• [Explore the material]:
**1.** Answer these questions using the forum thread:
(a) According to the thread, how long would most people last if they stepped into teachers' shoes?
(b) What kind of photo shows the writer seeming pretty cheerful at age four?
(c) From about what age does the writer say the photos show a really distant expression?
**2.** In the forum thread, which roles are named as people who might worry over something that is really insignificant? List every one.
**3.** Carry on the forum thread with a further post after its final one.

(Beginning of Document text)

These days teachers and school administrators jump on things that don't even have meaning.

Okay, whoa nelly...blanket statement...I worked in the schools for a long time and every teacher I met cared a lot, minus a couple who were exhausted and wanted to care more. They are paying attention to some 10,000 things at once and these days increasingly have their hands tied and are pushed to focus on sometimes meaningless things because of the political background and over-regulation of what they are doing. Not as much room to be creative and maybe not as much room to work on the relationships with all the pressure (how many days are kids taking tests now?). Sorry, I had to point that out because teachers get blanket attacks all the time and it's not fair. Step in their shoes and most people would last five minutes.
 
I think you're taking my comment the opposite of what it was meant to be @Chava . When I was a kid people took an entirely different approach to things. Things like child abuse and relentless bullying were considered a normal part of life, and I guess people were still of the mindset that what happened inside of a family's home was their own business.

These days there is a much greater awareness of the signs of abuse, neglect, etc. To the point where a teacher, doctor, counselor, administrator, whomever, will worry over something that in reality is insignificant. I am of the better safe than sorry opinion, but it does happen. I'm not trying to criticize teachers. I was one ;) and I have many friends who still are.
 
Do you feel anything looking at old pictures (whether from childhood or before or after trauma)? Have they ever helped you put together any lose pieces?
I have so very few, it's hard to glean very much. Mostly I have a kind of spacey look, but in one from age four (tiny black and white passport photo) I seem pretty cheerful. It's in the ones from about age six on that I have a really distant expression and start looking messy, like my clothes don't fit and my hair hasn't been washed.
 
It's hard to look at the photos of me as an older kid and a teen because they force me to connect myself with myself. Yes, I was real. Yes, I had a childhood. It was mine. Ewww.

(End of Document text)
(Beginning of Information provided)

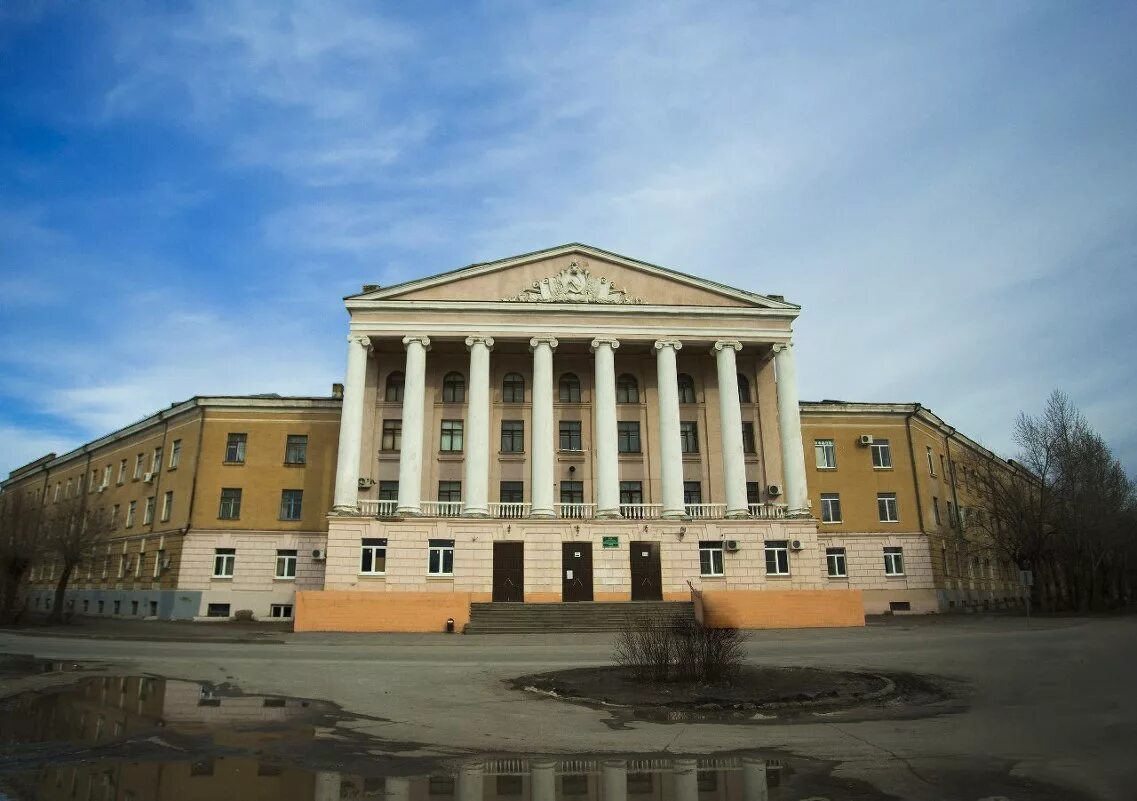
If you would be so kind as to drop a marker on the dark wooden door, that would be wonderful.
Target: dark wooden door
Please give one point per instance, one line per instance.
(509, 571)
(647, 578)
(577, 571)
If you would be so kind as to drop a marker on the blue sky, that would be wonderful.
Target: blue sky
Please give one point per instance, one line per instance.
(188, 189)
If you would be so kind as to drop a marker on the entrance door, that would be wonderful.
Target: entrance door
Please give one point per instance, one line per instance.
(647, 579)
(509, 571)
(577, 571)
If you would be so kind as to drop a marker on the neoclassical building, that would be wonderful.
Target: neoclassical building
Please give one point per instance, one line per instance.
(565, 426)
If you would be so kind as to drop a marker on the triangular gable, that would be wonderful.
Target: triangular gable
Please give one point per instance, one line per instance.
(573, 273)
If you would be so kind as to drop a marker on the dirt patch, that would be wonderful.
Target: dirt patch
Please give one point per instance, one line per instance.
(758, 693)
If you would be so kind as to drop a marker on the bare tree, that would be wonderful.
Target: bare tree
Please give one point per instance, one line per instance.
(21, 546)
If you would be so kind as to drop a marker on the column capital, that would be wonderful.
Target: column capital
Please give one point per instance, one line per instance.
(479, 339)
(723, 344)
(360, 340)
(537, 341)
(422, 339)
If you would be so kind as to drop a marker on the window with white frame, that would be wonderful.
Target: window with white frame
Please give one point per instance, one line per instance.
(826, 452)
(830, 508)
(881, 454)
(886, 508)
(777, 558)
(836, 566)
(440, 558)
(373, 556)
(894, 561)
(711, 562)
(224, 562)
(285, 563)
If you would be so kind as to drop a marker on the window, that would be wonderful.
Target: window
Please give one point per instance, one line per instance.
(686, 388)
(835, 563)
(392, 435)
(454, 388)
(886, 508)
(894, 561)
(440, 558)
(711, 558)
(285, 564)
(748, 443)
(689, 436)
(224, 561)
(570, 435)
(744, 388)
(693, 492)
(296, 448)
(230, 504)
(291, 504)
(830, 508)
(373, 556)
(631, 492)
(777, 558)
(628, 436)
(451, 436)
(569, 388)
(627, 389)
(449, 492)
(826, 452)
(513, 388)
(234, 448)
(881, 454)
(393, 389)
(513, 436)
(572, 492)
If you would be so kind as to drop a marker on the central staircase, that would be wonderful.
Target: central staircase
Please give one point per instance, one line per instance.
(580, 616)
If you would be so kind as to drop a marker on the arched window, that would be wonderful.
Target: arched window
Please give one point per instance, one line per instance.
(627, 389)
(454, 388)
(744, 389)
(570, 388)
(686, 388)
(513, 388)
(393, 391)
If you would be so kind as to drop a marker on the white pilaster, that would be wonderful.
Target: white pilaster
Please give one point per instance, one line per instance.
(414, 396)
(730, 420)
(347, 460)
(476, 480)
(671, 451)
(789, 431)
(540, 493)
(604, 429)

(End of Information provided)

• [Answers in order]:
**1.**
(a) Five minutes.
(b) A tiny black and white passport photo.
(c) About age six.

**2.** Teacher, doctor, counselor, administrator.

**3.**
Teen ones are hard for me too, mostly remembering how messed up I was. It's hard, but is there any good connection you've noticed? Like holding a favorite thing or doing something you like? Yes, the old cameras! I have very few early photos because it was probably such a project to develop pics. The camera and developing film seemed more interesting to my family in later years. So they aren't all group pics and me looking freaked out. One in an insane outfit I put together, which reminded me I often had a sort of offbeat free spirit anyway. Little things like that...I try to notice that too...that was me...and forgive myself for being such a mess.

It's in the ones from about age six on that I have a really distant expression and start looking messy, like my clothes don't fit and my hair hasn't been washed.
:( Do you relate to the cheerful self at all? I'm not totally sold on connecting to past parts of me, but I read something about accessing positive resources from the past, whatever they might have been, as a sort of way to access them now but also feel some sense of self-continuity. The best one for me doesn't come from a picture or even normal memory, but my ability to access sound and do something internal with it...connects me even to my helpless baby self...that I always had this resource and part of me that had some power.